■ **EXERCISE MATERIALS**
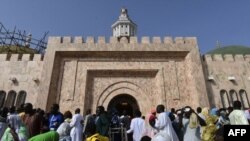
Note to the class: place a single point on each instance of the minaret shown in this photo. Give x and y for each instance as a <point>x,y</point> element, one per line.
<point>124,26</point>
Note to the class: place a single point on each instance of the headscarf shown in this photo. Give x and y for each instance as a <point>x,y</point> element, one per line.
<point>213,112</point>
<point>193,122</point>
<point>49,136</point>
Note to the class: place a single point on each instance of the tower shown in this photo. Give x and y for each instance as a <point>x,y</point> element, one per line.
<point>124,26</point>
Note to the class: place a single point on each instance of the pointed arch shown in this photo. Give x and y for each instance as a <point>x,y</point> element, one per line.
<point>2,98</point>
<point>233,96</point>
<point>224,98</point>
<point>21,98</point>
<point>123,87</point>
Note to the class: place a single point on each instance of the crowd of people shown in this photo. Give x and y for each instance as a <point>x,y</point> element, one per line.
<point>185,124</point>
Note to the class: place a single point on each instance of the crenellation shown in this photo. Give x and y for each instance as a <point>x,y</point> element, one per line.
<point>145,40</point>
<point>113,40</point>
<point>208,57</point>
<point>101,40</point>
<point>217,57</point>
<point>67,39</point>
<point>25,57</point>
<point>133,40</point>
<point>124,40</point>
<point>168,40</point>
<point>190,40</point>
<point>90,40</point>
<point>37,57</point>
<point>14,57</point>
<point>247,57</point>
<point>55,40</point>
<point>179,40</point>
<point>239,57</point>
<point>78,40</point>
<point>156,40</point>
<point>228,57</point>
<point>3,57</point>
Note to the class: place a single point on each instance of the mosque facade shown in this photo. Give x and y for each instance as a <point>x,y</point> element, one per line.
<point>124,73</point>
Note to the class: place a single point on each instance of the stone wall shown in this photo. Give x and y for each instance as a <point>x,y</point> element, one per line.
<point>21,73</point>
<point>83,73</point>
<point>227,73</point>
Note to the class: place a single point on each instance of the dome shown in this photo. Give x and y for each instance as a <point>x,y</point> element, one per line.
<point>233,49</point>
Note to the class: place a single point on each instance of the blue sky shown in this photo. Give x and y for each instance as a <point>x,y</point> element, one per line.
<point>226,21</point>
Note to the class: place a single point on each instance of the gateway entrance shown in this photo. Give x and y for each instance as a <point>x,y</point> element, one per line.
<point>123,102</point>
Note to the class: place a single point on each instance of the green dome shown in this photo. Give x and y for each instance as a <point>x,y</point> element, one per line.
<point>234,49</point>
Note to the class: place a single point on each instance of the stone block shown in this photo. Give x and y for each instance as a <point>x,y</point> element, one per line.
<point>67,39</point>
<point>37,57</point>
<point>217,57</point>
<point>26,57</point>
<point>190,40</point>
<point>228,57</point>
<point>247,57</point>
<point>55,40</point>
<point>239,57</point>
<point>90,40</point>
<point>113,40</point>
<point>133,40</point>
<point>179,40</point>
<point>101,40</point>
<point>168,40</point>
<point>208,58</point>
<point>124,40</point>
<point>14,57</point>
<point>3,57</point>
<point>157,40</point>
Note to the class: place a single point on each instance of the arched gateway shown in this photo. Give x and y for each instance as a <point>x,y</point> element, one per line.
<point>123,102</point>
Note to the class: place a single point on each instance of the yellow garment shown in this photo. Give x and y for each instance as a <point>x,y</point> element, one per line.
<point>205,112</point>
<point>97,137</point>
<point>208,133</point>
<point>193,122</point>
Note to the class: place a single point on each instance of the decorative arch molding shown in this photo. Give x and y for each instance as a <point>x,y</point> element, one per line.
<point>2,98</point>
<point>123,87</point>
<point>224,98</point>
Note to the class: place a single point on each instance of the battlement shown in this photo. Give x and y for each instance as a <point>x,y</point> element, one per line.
<point>130,40</point>
<point>21,57</point>
<point>226,57</point>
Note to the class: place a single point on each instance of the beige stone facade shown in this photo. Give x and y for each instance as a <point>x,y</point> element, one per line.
<point>127,73</point>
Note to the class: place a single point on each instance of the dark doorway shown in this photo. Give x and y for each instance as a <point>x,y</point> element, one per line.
<point>123,102</point>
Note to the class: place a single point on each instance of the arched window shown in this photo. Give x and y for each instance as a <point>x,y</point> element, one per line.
<point>11,97</point>
<point>244,99</point>
<point>224,98</point>
<point>20,98</point>
<point>233,96</point>
<point>2,98</point>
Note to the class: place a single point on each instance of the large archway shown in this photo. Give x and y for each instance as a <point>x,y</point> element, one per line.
<point>123,102</point>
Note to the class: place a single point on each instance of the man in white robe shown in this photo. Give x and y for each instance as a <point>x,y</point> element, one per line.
<point>76,124</point>
<point>137,126</point>
<point>237,116</point>
<point>164,124</point>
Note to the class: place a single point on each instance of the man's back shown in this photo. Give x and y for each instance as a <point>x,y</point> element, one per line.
<point>237,117</point>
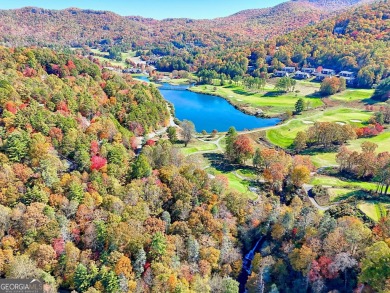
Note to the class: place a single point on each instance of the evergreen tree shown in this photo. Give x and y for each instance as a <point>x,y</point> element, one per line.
<point>172,134</point>
<point>299,106</point>
<point>158,246</point>
<point>17,146</point>
<point>257,158</point>
<point>110,282</point>
<point>230,285</point>
<point>139,262</point>
<point>141,167</point>
<point>231,137</point>
<point>82,280</point>
<point>193,249</point>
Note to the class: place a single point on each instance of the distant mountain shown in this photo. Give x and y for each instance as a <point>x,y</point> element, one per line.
<point>37,26</point>
<point>335,4</point>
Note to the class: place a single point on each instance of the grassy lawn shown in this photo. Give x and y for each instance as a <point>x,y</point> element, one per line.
<point>247,173</point>
<point>329,158</point>
<point>284,135</point>
<point>373,210</point>
<point>351,95</point>
<point>113,62</point>
<point>197,146</point>
<point>235,183</point>
<point>324,159</point>
<point>338,183</point>
<point>382,140</point>
<point>268,100</point>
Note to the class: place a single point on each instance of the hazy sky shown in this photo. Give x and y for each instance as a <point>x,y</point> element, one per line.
<point>151,8</point>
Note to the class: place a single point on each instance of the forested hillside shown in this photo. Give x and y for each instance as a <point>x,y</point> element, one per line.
<point>81,211</point>
<point>32,26</point>
<point>356,40</point>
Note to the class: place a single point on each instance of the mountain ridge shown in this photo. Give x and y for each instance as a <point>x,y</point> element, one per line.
<point>77,27</point>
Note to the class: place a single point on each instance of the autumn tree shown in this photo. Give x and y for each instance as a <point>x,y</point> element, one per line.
<point>141,167</point>
<point>172,134</point>
<point>231,137</point>
<point>299,175</point>
<point>242,148</point>
<point>332,85</point>
<point>299,106</point>
<point>300,140</point>
<point>188,130</point>
<point>376,266</point>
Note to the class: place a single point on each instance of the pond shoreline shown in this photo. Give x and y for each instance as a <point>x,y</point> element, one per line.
<point>237,106</point>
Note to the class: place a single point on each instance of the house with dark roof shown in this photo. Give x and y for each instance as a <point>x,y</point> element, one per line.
<point>301,75</point>
<point>289,69</point>
<point>309,70</point>
<point>325,73</point>
<point>349,76</point>
<point>280,73</point>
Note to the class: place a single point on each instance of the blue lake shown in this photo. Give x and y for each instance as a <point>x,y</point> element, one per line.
<point>209,112</point>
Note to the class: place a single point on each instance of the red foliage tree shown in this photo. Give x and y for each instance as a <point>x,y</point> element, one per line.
<point>11,107</point>
<point>94,148</point>
<point>59,246</point>
<point>97,163</point>
<point>150,142</point>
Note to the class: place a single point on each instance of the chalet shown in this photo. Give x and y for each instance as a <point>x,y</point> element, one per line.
<point>301,75</point>
<point>280,73</point>
<point>289,69</point>
<point>346,74</point>
<point>251,69</point>
<point>324,74</point>
<point>349,77</point>
<point>308,70</point>
<point>132,70</point>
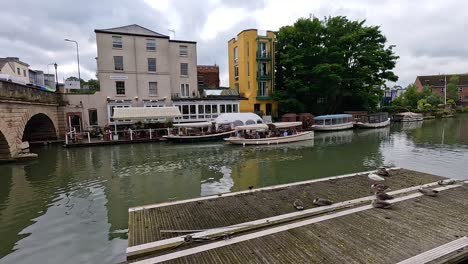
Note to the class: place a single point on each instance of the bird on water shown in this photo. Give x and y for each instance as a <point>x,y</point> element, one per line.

■ **WHAT THE TASK REQUIRES**
Exactly reproduce each entry, but drop the pictures.

■ **WRITTEN ANSWER**
Note to the class: place a single point on each instance of the minaret shown in this photo. Give x and y for each instance as a <point>x,y</point> element, one per line.
<point>124,26</point>
Note to the class: place a single point on each instance of the headscarf shown in this photo. Give x and y for each instance as a <point>x,y</point> element, one per line.
<point>213,112</point>
<point>193,122</point>
<point>49,136</point>
Note to the class: place a single point on each instance of the tower shown in this photo. Give x and y for each instance as a <point>x,y</point> element, one per line.
<point>124,26</point>
Note to the class: place a single point on each instance of the pointed arch shown in this photo. Give x and y for each instance as a <point>x,y</point> element, one per line.
<point>2,98</point>
<point>233,96</point>
<point>224,98</point>
<point>21,98</point>
<point>123,87</point>
Note to the class: place a single point on each instance of the crowd of people shown in this photo. Give x and y for each instance as a <point>x,y</point> element, one per line.
<point>185,124</point>
Note to the class: place a single point on each instance of the crenellation shown in this photo. Give x and y for each instance as a <point>x,y</point> element, one per line.
<point>145,40</point>
<point>113,40</point>
<point>208,57</point>
<point>101,40</point>
<point>217,57</point>
<point>67,39</point>
<point>25,57</point>
<point>133,40</point>
<point>124,40</point>
<point>168,40</point>
<point>190,40</point>
<point>90,40</point>
<point>37,57</point>
<point>14,57</point>
<point>247,57</point>
<point>55,40</point>
<point>179,40</point>
<point>239,57</point>
<point>78,40</point>
<point>156,40</point>
<point>228,57</point>
<point>3,57</point>
Note to the class: place a single point on each instance of the mosque facade shown in this photo. Give x and y for each instance as a <point>x,y</point> element, one per line.
<point>124,73</point>
Note to the class: place a single point on each instance of the stone wall shown in this photo. Give x and y for each instance as a <point>x,y</point> element, one per line.
<point>21,73</point>
<point>83,73</point>
<point>227,73</point>
Note to the class: place a single point on each instance of the dome shown in this photo. Give x and y for each instance as a <point>x,y</point> element, one per line.
<point>233,49</point>
Note to the class: place a single point on each instance of the blue sky shown in this photo. Give x and y for each instance as a <point>x,y</point> element, one per line.
<point>226,21</point>
Note to the class: place a single point on each instance of the gateway entrance shown in this photo. Give x and y for each instance as a <point>x,y</point> element, one per line.
<point>123,102</point>
Note to the class: place a single point on each instance of the green dome shown in this photo. Give x and y for each instance as a <point>x,y</point> element, one per line.
<point>234,49</point>
Note to the class: place a single point on each instance of the stone block shown in this photo. Give x and y for each instance as a <point>x,y</point> element, one per line.
<point>67,39</point>
<point>37,57</point>
<point>217,57</point>
<point>26,57</point>
<point>190,40</point>
<point>228,57</point>
<point>247,57</point>
<point>55,40</point>
<point>239,57</point>
<point>90,40</point>
<point>113,40</point>
<point>133,40</point>
<point>179,40</point>
<point>101,40</point>
<point>168,40</point>
<point>208,58</point>
<point>124,40</point>
<point>14,57</point>
<point>3,57</point>
<point>157,40</point>
Note to the class: place a single point on each instance of the arched gateway shown in this photo. Give x and y for each instance as a <point>x,y</point> element, one per line.
<point>123,102</point>
Note to the class: place a single point on each instance of the yellow garment shown in this photo. Give x and y for each instance as a <point>x,y</point> element, one per line.
<point>205,112</point>
<point>97,137</point>
<point>208,133</point>
<point>193,122</point>
Note to the class: place a single point on each instance of the decorative arch molding shown in this photo. Give x and y for each instance as a <point>x,y</point> element, one per line.
<point>2,98</point>
<point>123,87</point>
<point>224,98</point>
Note to the class: place a single point on each instance of the battlement shown in this photo. Give x and y for each instance as a <point>x,y</point> element, one per line.
<point>130,40</point>
<point>21,57</point>
<point>226,57</point>
Note to the class: place a single point on each instance of the beige stone facade shown in this photo. Give x and y for each instance as a <point>x,y</point> element, one per line.
<point>127,73</point>
Note to the class: place a single point on each instance of the dark doorway shown in this photo. Give x and y for each instance as a <point>x,y</point> element, one per line.
<point>123,102</point>
Note to the class: place a single point on each instance of the arched window shown in this photo. Give x and y for each instance as a <point>x,y</point> element, one per line.
<point>11,97</point>
<point>244,99</point>
<point>224,98</point>
<point>20,98</point>
<point>233,96</point>
<point>2,98</point>
Note to the class: place a single point on each instance of the large archway shown in this photo. Give x and y for each instance as a <point>x,y</point> element, one per line.
<point>123,102</point>
Note to the class: place a single point on each instance of the man in white robe shown in this photo. Give x and y for each instance as a <point>x,y</point> element, one per line.
<point>76,124</point>
<point>137,126</point>
<point>237,116</point>
<point>164,124</point>
Note to the class: place a single point on each instance of the man's back shown in this photo. Give x and y for each instance as a <point>x,y</point> element, one per line.
<point>237,117</point>
Note to the class: place a single point on each instance of the evergreen tree shown in this photo. Give x and y for each instance as a <point>x,y</point> element, one per line.
<point>172,134</point>
<point>299,106</point>
<point>158,246</point>
<point>17,146</point>
<point>257,158</point>
<point>110,282</point>
<point>230,285</point>
<point>139,262</point>
<point>141,167</point>
<point>231,137</point>
<point>82,280</point>
<point>193,249</point>
Note to the class: place a single point on each instance of the distant mountain shown in this photo. Give x and y for each instance as a <point>x,y</point> element, one per line.
<point>37,26</point>
<point>335,4</point>
Note to the class: place a single point on each instance of the grassy lawn shown in this photo. Give x and y for each instance as a <point>x,y</point> element, one per line.
<point>247,173</point>
<point>329,158</point>
<point>284,135</point>
<point>373,210</point>
<point>351,95</point>
<point>113,62</point>
<point>197,146</point>
<point>235,183</point>
<point>324,159</point>
<point>338,183</point>
<point>382,140</point>
<point>268,100</point>
Note to the class: place a single point on each instance of the hazy sky shown in this photo. Give x and y for each instance as a <point>x,y</point> element, one per line.
<point>151,8</point>
Note to the class: place a single point on each instance of the forested hillside shown in this photo. Give x and y for each instance as a <point>x,y</point> element, one per line.
<point>81,211</point>
<point>32,26</point>
<point>356,40</point>
Note to the class: place a single point on each instance of the mountain ridge shown in this photo. Give x and y for each instance as a <point>x,y</point> element, one per line.
<point>77,27</point>
Note to the class: place a single point on each instance of the autumn tree shown in this photo. Give x and y for each instance as a <point>x,y</point> element, one per line.
<point>141,167</point>
<point>172,134</point>
<point>231,137</point>
<point>299,175</point>
<point>242,148</point>
<point>332,85</point>
<point>299,106</point>
<point>300,140</point>
<point>188,130</point>
<point>376,266</point>
Note to the class: place a single point on each instance of the pond shoreline shown in this photo. Give x and y for each instance as a <point>x,y</point> element, one per line.
<point>237,106</point>
Note to the class: place a single point on each instance of the house with dark roof shown in this photo. Give x and y for each instance as a <point>x,y</point> element, one per line.
<point>301,75</point>
<point>289,69</point>
<point>309,70</point>
<point>325,73</point>
<point>349,76</point>
<point>280,73</point>
Note to the class: place a single point on each instance of the blue lake shown in this photo. Give x and y for each instance as a <point>x,y</point> element, one per line.
<point>209,112</point>
Note to the class: place a single point on each instance of the red foliage tree shown in this photo. Give x and y for each instance as a <point>x,y</point> element, one per line.
<point>11,107</point>
<point>94,148</point>
<point>59,246</point>
<point>97,163</point>
<point>150,142</point>
Note to the class: place a single point on each instance of the chalet shown in this photo. Give x and y for each instance as a <point>x,y</point> element, one per line.
<point>301,75</point>
<point>280,73</point>
<point>289,69</point>
<point>346,74</point>
<point>251,69</point>
<point>324,74</point>
<point>349,77</point>
<point>308,70</point>
<point>132,70</point>
Note to the class: place a single point on each instance of the bird on water shown in this photo. Give x and y for each instance as a <point>x,y</point> element, one per line.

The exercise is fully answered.